Each line from the one that contains "Hi there — would you mind finding the heron's back" to the end of the material must be quoted exactly; include both end lines and nothing else.
● ● ● ● ●
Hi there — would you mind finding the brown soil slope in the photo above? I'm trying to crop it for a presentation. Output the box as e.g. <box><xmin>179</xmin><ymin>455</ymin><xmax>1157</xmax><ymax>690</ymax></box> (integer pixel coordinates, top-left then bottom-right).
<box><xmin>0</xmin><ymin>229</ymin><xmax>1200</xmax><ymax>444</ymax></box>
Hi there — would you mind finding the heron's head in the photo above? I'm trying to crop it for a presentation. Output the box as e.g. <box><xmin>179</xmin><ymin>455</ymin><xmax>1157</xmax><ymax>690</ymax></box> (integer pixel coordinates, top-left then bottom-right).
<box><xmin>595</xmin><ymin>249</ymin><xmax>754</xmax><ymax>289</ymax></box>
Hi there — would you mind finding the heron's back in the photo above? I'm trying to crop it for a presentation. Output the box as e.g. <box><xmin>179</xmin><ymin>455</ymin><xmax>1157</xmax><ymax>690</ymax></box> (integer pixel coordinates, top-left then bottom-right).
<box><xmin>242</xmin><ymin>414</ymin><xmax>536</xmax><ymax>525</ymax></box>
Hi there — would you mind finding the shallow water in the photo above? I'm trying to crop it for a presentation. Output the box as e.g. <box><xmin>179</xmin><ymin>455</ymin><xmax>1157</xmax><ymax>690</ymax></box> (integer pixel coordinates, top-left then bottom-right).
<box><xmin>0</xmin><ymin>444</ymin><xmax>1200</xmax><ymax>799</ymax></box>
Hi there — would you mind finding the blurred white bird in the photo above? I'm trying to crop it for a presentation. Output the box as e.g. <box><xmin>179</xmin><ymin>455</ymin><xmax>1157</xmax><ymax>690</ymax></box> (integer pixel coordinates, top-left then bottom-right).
● ● ● ● ●
In response:
Hi there — would you mind finding the heron's back in the photo above? I'm trying to crop it for a presentation. Output the box as e.g. <box><xmin>179</xmin><ymin>455</ymin><xmax>1157</xmax><ymax>690</ymax></box> (integer pixel coordinates, top-left then bottom-right).
<box><xmin>242</xmin><ymin>414</ymin><xmax>536</xmax><ymax>525</ymax></box>
Hi there — would you mind finding the shallow water in the photo above? I'm trying to crop it for a presentation. Output the box as e.g. <box><xmin>179</xmin><ymin>455</ymin><xmax>1157</xmax><ymax>690</ymax></box> (integer pixel coordinates, top-left then bottom-right).
<box><xmin>0</xmin><ymin>444</ymin><xmax>1200</xmax><ymax>799</ymax></box>
Hi there — would you mind finding the blurred white bird in the photo above? I'm trying to crop it for a presentation. Output the box as e.g. <box><xmin>179</xmin><ymin>455</ymin><xmax>1157</xmax><ymax>690</ymax></box> (integer pixel coordinates, top-left then bottom-right).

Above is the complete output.